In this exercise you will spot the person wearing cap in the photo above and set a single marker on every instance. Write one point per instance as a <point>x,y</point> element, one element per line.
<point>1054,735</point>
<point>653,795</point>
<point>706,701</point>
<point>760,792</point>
------------------------------------------------------------------------
§ Work required
Rewrite all the rows with "cap" replaced by "hat" and everything else unchanged.

§ Solution for this exercise
In this exercise you will spot the person wearing hat in the photo above and set a single marker on every instance. Write one point per instance as a <point>x,y</point> element, one element per line.
<point>1054,735</point>
<point>653,795</point>
<point>706,701</point>
<point>760,792</point>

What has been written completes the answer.